**Set task**
Please count the lines in the items below that contain the string "brick", and reply with that number alone.

**Exercise inputs**

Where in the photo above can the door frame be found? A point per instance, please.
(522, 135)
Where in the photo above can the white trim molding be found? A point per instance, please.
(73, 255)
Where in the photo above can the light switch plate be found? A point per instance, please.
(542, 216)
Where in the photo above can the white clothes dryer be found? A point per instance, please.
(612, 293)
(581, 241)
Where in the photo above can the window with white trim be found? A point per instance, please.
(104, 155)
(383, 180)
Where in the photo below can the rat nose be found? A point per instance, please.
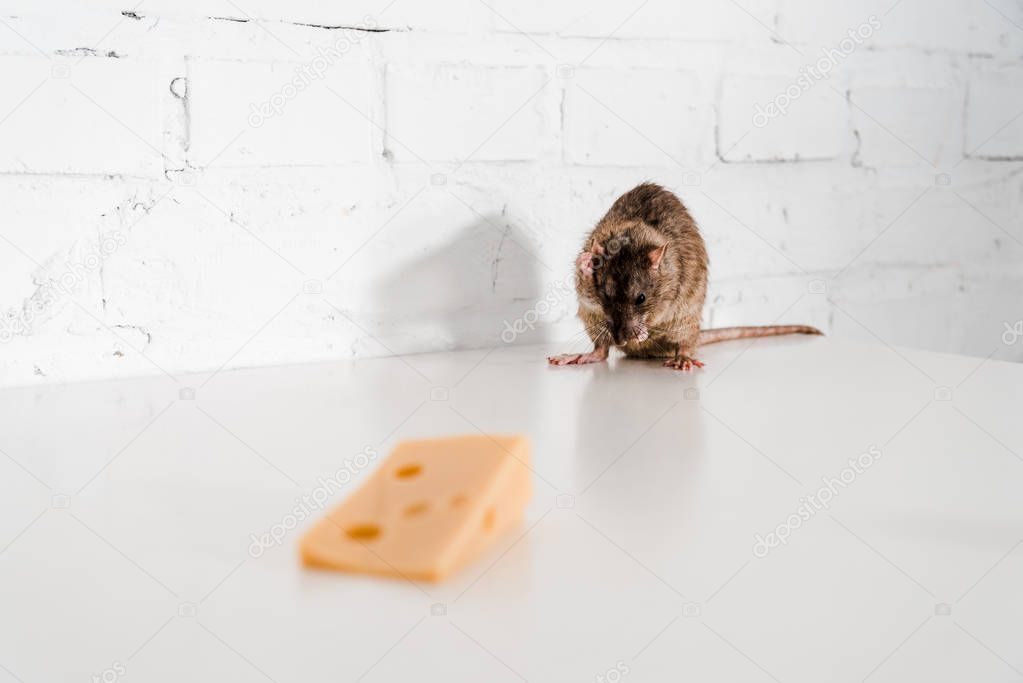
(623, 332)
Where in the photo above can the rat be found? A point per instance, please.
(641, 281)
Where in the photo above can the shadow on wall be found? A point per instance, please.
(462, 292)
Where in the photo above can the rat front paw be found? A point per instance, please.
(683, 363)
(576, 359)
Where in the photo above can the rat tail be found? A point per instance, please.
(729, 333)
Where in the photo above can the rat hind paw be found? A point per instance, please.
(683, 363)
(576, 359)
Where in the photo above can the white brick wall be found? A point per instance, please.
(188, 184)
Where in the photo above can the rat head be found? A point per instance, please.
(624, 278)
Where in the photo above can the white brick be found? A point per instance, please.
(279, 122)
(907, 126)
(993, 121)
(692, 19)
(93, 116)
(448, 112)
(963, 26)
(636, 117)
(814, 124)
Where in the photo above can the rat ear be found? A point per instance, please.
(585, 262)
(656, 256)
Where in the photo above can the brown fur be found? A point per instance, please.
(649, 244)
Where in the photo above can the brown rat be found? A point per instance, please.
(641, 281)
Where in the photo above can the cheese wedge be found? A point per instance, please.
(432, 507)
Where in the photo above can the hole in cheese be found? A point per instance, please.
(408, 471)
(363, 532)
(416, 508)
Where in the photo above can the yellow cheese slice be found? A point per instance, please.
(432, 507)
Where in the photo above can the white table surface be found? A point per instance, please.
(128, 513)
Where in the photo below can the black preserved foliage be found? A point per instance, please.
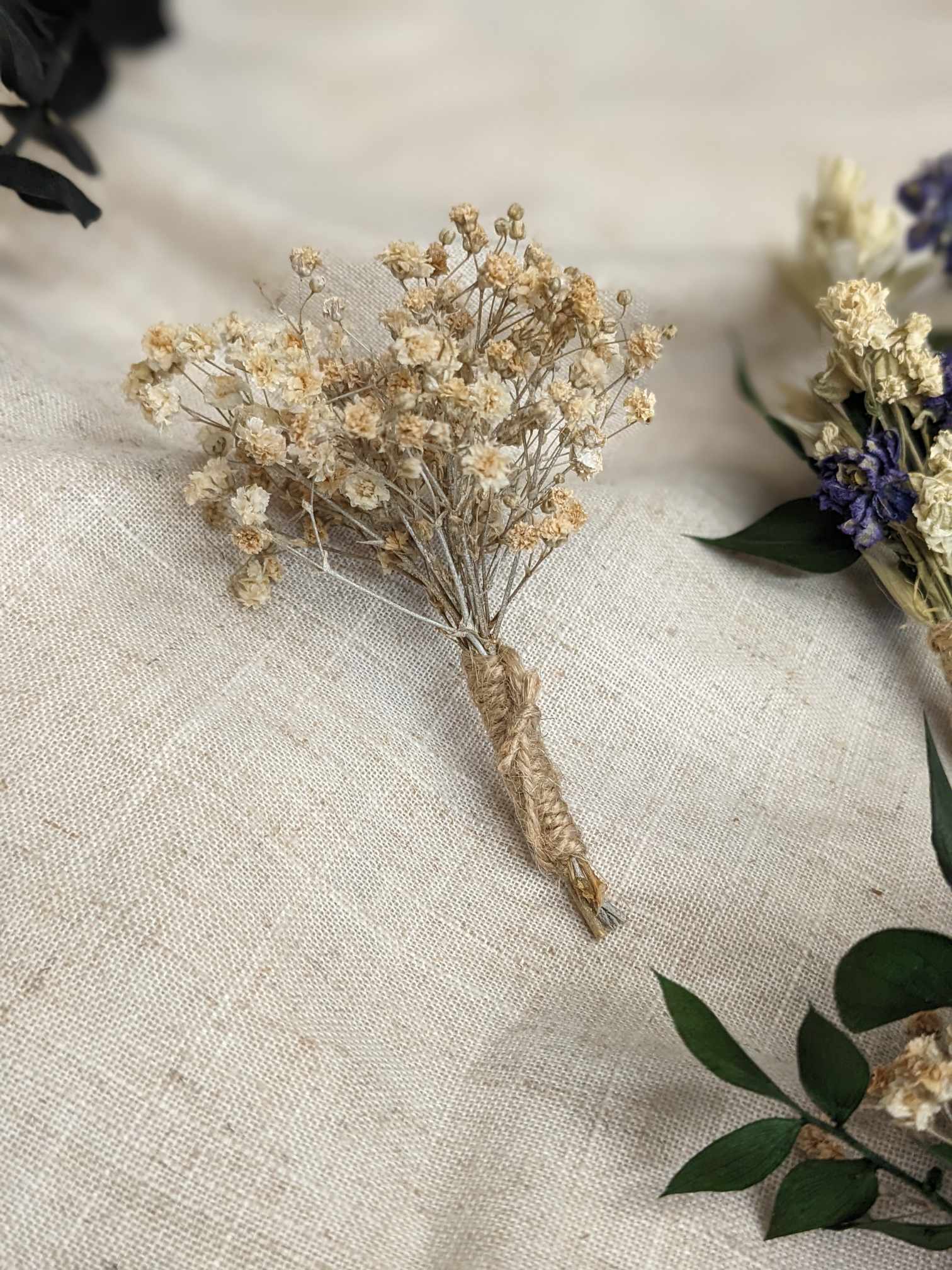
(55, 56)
---
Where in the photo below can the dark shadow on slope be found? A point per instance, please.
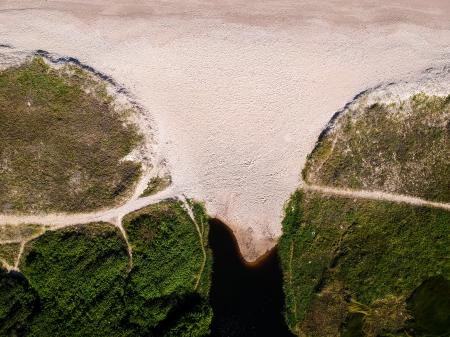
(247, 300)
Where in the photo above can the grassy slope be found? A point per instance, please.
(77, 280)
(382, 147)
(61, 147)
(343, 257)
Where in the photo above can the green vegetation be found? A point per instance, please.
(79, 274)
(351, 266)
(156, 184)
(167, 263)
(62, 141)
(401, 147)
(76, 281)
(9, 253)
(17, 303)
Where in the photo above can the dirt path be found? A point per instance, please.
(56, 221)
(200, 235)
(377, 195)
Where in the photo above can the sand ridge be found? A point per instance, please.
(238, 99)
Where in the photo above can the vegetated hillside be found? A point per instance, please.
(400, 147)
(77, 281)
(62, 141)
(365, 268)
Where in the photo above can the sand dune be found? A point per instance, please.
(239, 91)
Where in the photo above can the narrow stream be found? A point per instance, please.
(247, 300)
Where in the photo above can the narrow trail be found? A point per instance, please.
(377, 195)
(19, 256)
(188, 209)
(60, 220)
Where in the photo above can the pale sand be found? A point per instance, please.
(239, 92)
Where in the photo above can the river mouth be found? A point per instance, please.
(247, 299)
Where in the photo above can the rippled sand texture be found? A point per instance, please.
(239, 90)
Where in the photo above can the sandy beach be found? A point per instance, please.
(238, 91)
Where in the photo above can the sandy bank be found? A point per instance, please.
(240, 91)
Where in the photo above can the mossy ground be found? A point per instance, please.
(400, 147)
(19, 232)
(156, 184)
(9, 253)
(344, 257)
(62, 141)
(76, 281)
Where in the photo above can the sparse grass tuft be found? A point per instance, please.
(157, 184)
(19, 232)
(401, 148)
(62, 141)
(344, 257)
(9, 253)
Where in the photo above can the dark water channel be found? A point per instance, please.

**Solution to this problem**
2